◆ TASK OBJECTIVE
Replace "house roof" with "barn roof" in the entries starting at the line that contains "Task: indicate every instance of the orange" and ending at the last entry. Return those lines with nothing else altered.

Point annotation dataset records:

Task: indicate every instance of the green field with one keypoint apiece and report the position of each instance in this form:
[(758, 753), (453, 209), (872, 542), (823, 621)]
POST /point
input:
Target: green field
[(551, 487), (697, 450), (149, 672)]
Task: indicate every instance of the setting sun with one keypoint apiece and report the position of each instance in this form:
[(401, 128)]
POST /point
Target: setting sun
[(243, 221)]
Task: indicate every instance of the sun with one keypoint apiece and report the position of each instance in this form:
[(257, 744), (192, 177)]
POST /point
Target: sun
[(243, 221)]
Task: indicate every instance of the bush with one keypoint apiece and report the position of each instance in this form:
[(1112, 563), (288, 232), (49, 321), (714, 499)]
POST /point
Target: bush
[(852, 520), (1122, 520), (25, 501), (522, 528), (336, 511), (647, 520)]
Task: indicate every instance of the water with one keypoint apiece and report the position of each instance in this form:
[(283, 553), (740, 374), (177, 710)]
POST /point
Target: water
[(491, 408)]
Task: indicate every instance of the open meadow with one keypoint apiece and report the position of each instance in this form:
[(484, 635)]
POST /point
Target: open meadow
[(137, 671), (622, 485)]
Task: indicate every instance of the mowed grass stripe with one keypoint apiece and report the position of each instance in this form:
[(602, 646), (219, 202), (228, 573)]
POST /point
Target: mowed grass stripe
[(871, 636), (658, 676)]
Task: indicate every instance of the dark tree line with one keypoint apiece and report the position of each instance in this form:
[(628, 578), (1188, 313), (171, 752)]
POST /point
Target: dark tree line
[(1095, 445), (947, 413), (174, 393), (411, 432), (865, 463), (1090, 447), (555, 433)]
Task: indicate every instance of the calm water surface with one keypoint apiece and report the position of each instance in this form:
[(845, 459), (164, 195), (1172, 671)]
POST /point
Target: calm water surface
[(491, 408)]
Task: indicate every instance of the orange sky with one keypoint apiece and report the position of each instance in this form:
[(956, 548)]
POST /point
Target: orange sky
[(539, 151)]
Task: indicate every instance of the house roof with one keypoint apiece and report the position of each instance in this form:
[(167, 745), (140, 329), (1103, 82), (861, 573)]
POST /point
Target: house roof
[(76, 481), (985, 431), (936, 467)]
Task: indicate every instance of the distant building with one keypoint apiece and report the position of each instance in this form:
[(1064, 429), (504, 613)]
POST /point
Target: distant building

◆ RESULT FOR THIS TASK
Task: indicate every instance of the orange sky with one keypoint apiece and report the position of each instance in this form:
[(956, 548)]
POST /point
Target: orange sky
[(539, 151)]
Task: indicate every instance of the barn roof with one keypoint apiece and report the position of each instance in this form:
[(167, 745), (140, 329), (1103, 82), (861, 573)]
POST /point
Target: barn roof
[(76, 481), (985, 431), (936, 467)]
Task: indicate every instance of the distant building with one keypoint apiece and report the position of each instance in this form:
[(1064, 429), (504, 613)]
POST /point
Target: distant building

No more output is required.